_What you have to do_. Resume the review abstract on pediatric osteopathic manipulative medicine, picking up right after its last sentence.

A common reproach precluding the use of osteopathic manipulative medicine (OMM) in pediatrics is a lack of evidence regarding its safety, feasibility, and effectiveness.
We conducted a systematic, scoping review of pediatric osteopathic medicine to identify gaps in the literature and make recommendations for future research.
We searched 10 databases using 6 key words and medical subject heading terms for any primary articles reporting OMM use in children published from database inception until initiation of the study.
Articles were selected if they reported primary data on OMM conducted in the United States on patient(s) 0 to 18 years old.
Baseline study characteristics were collected from each article and the Grading of Recommendations, Assessment, Development, and Evaluations system was used to critically appraise each study.
Database search yielded 315 unique articles with 30 studies fulfilling inclusion and exclusion criteria. Of these, 13 reported the data required to demonstrate statistically significant results, and no significant adverse events were reported. The majority of studies were graded as providing weak clinical evidence because of significant methodologic flaws and biases.

(Localization data with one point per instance)
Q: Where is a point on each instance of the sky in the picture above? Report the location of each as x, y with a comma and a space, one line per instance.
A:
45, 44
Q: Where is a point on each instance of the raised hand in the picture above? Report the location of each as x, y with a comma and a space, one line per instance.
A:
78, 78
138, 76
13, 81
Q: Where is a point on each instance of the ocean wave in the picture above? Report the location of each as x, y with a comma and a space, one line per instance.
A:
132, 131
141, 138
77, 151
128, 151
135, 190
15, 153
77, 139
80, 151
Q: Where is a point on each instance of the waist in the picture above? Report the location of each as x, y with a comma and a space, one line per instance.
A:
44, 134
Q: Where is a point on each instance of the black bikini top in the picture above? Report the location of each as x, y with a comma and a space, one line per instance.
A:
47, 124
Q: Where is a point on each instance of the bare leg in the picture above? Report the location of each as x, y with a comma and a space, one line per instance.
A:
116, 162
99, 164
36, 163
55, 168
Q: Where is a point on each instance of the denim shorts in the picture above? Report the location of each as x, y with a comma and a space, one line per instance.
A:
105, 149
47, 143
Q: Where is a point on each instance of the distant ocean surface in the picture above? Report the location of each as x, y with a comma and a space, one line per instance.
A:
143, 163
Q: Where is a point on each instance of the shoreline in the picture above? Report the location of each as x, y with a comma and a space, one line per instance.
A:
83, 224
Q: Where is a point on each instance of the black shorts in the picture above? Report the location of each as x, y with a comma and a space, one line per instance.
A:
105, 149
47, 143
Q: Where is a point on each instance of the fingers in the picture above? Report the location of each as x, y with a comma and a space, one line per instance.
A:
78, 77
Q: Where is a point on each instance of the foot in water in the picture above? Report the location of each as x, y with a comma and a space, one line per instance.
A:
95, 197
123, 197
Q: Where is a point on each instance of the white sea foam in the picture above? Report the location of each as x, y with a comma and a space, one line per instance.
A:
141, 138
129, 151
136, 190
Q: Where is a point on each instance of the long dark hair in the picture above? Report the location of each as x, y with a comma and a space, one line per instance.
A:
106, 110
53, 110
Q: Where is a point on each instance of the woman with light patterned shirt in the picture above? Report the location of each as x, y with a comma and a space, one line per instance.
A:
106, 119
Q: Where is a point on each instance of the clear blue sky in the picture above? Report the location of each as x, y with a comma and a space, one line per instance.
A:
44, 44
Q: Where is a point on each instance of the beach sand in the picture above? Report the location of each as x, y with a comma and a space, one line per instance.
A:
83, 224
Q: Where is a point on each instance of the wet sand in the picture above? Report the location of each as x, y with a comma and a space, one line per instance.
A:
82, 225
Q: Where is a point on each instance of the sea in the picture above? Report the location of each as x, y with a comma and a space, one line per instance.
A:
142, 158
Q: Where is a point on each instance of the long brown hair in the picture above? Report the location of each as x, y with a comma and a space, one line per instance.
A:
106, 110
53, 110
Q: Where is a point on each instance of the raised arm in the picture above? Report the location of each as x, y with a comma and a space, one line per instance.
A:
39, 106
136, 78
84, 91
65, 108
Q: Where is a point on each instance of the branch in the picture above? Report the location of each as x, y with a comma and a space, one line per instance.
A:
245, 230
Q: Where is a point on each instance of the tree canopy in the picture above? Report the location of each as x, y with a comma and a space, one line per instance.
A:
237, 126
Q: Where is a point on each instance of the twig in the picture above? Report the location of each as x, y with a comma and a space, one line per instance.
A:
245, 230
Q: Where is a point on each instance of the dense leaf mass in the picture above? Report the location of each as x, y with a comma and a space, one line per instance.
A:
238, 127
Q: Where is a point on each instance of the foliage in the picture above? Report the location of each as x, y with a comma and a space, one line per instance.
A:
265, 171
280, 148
* * *
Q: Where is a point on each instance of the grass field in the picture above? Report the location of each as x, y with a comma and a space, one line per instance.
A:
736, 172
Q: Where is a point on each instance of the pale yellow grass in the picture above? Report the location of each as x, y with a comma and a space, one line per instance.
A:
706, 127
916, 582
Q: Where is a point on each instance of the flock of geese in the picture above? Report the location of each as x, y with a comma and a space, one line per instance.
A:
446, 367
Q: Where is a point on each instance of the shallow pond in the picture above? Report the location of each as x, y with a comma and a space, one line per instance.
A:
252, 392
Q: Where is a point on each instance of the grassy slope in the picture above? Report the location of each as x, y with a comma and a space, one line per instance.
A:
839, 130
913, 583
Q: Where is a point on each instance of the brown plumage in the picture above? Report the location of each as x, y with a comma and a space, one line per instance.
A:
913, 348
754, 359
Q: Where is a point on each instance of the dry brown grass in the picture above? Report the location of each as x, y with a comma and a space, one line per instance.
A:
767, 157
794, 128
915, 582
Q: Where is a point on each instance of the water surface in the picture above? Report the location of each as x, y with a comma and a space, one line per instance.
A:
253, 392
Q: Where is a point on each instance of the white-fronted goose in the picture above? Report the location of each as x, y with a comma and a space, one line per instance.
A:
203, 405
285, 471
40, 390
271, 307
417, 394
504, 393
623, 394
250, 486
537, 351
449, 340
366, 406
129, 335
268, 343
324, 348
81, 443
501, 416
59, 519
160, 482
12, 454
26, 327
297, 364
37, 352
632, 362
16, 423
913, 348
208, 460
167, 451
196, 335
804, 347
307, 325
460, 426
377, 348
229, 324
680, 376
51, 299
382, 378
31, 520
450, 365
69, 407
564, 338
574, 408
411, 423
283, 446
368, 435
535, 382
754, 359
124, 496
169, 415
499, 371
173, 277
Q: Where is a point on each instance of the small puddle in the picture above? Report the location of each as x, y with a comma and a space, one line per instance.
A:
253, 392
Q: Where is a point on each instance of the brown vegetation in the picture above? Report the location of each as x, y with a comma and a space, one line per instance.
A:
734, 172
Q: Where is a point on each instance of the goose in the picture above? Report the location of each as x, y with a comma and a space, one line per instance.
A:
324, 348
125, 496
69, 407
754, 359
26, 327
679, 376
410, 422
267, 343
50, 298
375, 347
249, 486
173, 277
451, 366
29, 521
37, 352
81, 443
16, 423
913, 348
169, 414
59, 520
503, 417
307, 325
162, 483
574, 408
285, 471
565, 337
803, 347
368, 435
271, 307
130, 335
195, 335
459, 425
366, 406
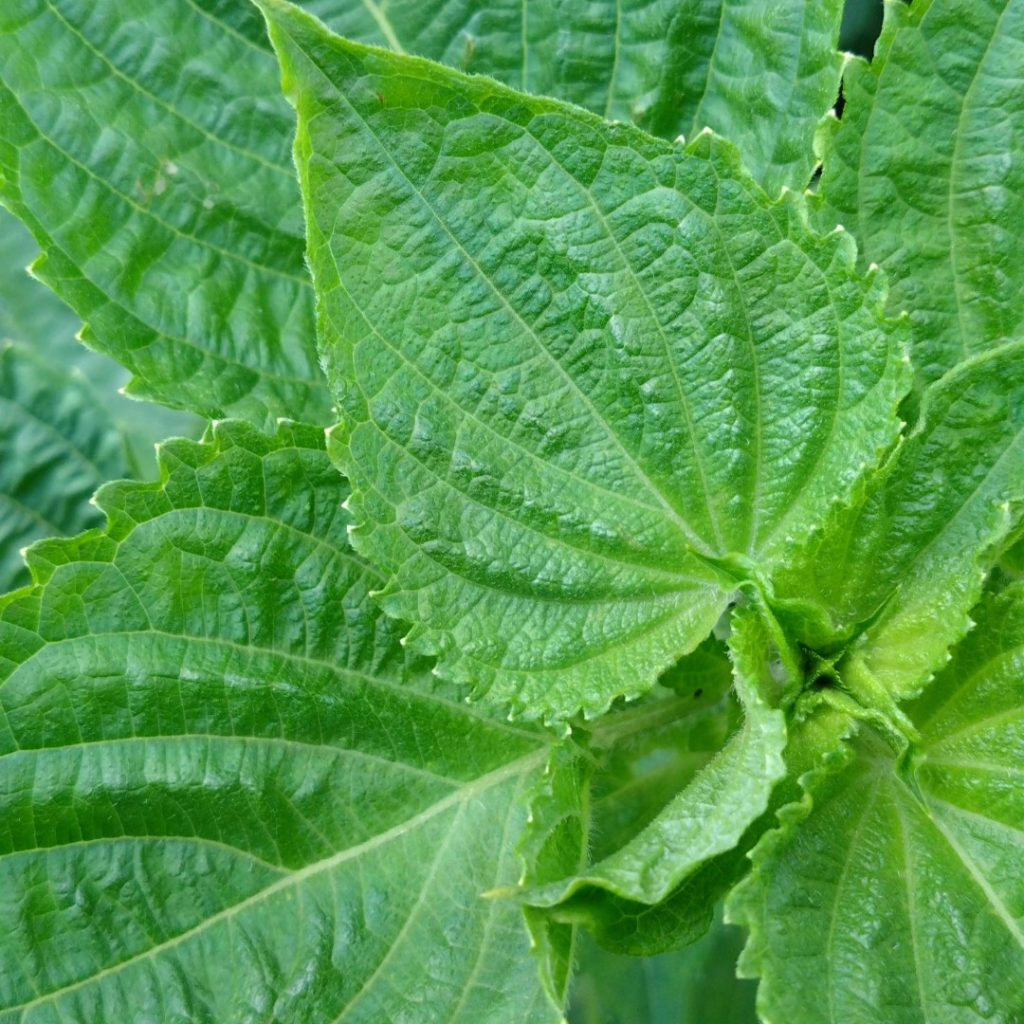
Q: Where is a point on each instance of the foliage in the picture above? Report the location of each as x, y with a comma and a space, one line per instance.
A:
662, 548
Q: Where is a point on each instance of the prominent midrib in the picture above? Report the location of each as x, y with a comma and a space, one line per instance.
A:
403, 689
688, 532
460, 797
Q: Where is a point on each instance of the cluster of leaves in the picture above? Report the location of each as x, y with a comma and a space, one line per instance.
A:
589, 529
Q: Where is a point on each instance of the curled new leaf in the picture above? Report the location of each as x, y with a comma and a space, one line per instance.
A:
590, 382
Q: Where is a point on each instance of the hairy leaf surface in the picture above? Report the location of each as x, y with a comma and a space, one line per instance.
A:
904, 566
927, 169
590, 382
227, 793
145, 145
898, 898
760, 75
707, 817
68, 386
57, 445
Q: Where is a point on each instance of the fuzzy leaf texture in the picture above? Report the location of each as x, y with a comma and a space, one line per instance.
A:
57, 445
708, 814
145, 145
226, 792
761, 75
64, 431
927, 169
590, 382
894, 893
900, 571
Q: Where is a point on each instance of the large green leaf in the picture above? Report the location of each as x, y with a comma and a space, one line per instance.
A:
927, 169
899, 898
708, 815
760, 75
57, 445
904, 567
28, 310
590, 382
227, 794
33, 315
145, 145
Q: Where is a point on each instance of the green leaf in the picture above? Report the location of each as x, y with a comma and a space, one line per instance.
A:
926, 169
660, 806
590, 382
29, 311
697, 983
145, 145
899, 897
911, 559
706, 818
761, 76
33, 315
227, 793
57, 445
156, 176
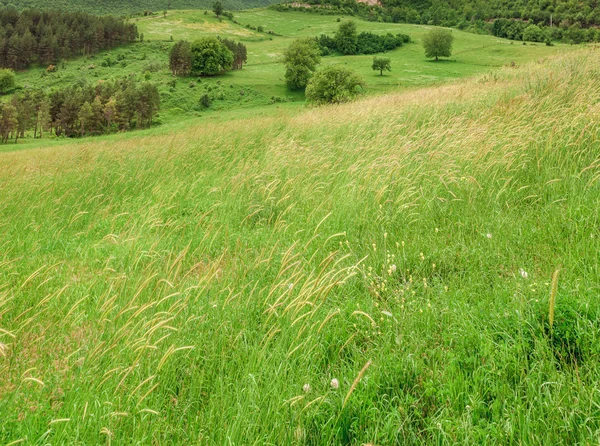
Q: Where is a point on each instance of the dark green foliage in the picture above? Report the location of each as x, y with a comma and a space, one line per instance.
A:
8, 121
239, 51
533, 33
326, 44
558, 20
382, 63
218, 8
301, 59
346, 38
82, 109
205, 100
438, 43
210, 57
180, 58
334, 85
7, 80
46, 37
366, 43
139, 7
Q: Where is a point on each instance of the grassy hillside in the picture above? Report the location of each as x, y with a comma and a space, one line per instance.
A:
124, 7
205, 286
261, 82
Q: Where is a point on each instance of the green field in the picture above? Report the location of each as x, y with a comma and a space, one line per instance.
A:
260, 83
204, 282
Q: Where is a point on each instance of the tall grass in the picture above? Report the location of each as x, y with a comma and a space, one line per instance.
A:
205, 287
---
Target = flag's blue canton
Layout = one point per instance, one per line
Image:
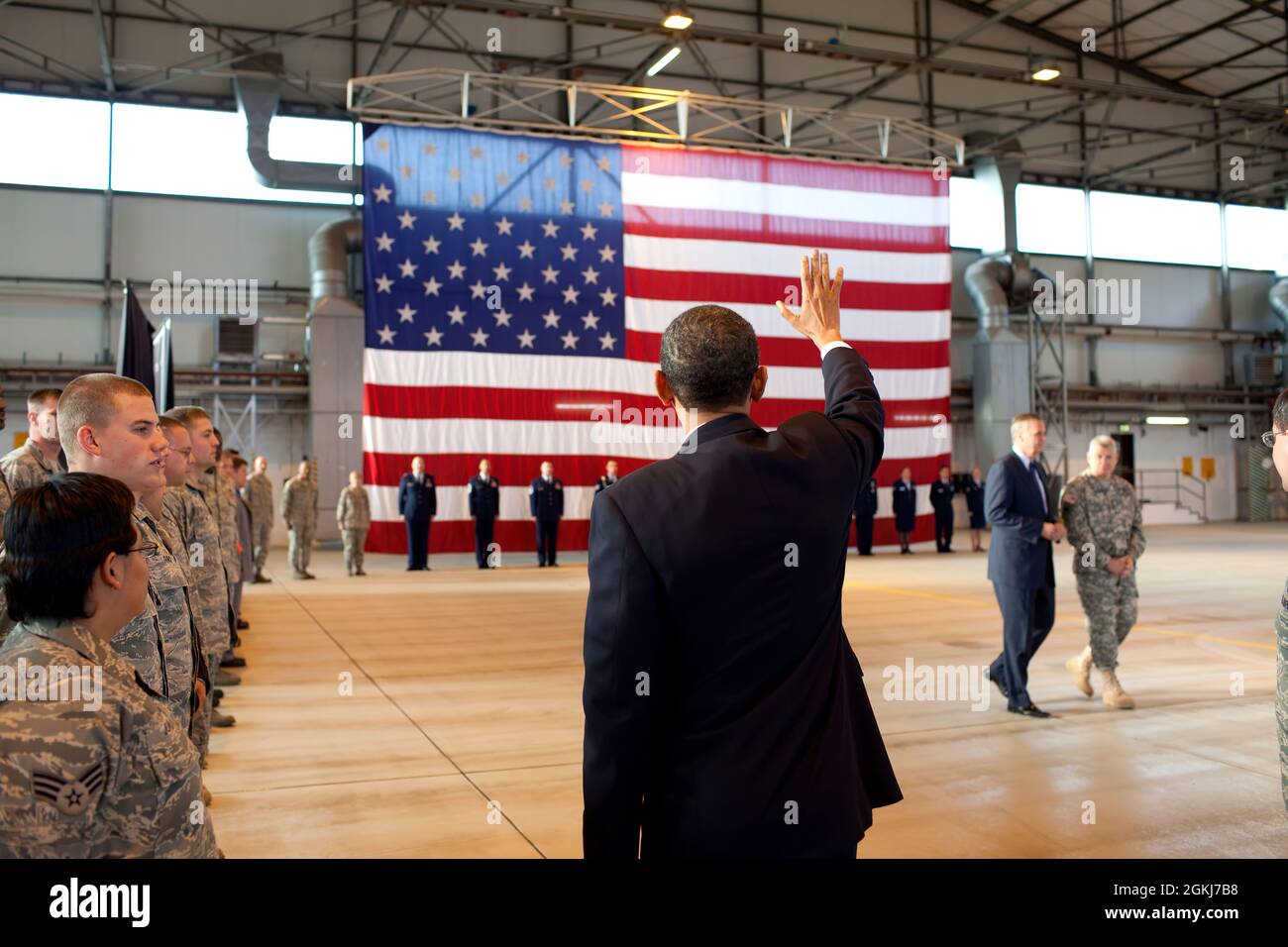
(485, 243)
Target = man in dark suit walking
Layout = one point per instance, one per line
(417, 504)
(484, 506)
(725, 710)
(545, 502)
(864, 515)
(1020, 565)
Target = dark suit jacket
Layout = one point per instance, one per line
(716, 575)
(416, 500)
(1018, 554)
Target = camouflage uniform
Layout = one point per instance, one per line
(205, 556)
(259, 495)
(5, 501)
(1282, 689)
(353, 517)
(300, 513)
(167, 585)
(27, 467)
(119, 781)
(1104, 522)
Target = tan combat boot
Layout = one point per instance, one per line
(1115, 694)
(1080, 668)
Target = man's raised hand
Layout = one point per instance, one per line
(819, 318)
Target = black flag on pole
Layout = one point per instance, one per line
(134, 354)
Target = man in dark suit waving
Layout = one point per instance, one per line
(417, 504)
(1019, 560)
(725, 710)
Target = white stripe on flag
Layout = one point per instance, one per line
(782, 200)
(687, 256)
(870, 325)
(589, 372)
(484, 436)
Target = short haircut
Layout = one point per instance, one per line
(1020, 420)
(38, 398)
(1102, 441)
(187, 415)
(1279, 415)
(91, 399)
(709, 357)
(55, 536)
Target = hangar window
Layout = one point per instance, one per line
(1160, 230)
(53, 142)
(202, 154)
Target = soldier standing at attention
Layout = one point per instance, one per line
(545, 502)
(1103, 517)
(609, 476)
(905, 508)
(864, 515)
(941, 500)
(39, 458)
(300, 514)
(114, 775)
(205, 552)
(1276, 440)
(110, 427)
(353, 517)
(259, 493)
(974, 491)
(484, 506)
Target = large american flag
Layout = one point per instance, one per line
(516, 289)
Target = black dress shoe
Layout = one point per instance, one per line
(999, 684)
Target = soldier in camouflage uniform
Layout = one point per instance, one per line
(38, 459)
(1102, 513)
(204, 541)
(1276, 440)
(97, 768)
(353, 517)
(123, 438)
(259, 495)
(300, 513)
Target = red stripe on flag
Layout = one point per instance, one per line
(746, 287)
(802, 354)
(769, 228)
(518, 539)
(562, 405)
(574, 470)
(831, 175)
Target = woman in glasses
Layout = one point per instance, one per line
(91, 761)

_Answer to the problem_.
The review was limited to US-based studies and reports. Minimal discrepancies between reviewers were resolved via an objective third reviewer.
There is little strong, scientific, evidence-based literature demonstrating the therapeutic benefit of OMM for pediatric care. No strong clinical recommendations can be made, but it can be medically tolerated given its low risk profile. High-quality, scientifically rigorous OMM research is required to evaluate safety, feasibility, and efficacy in pediatrics.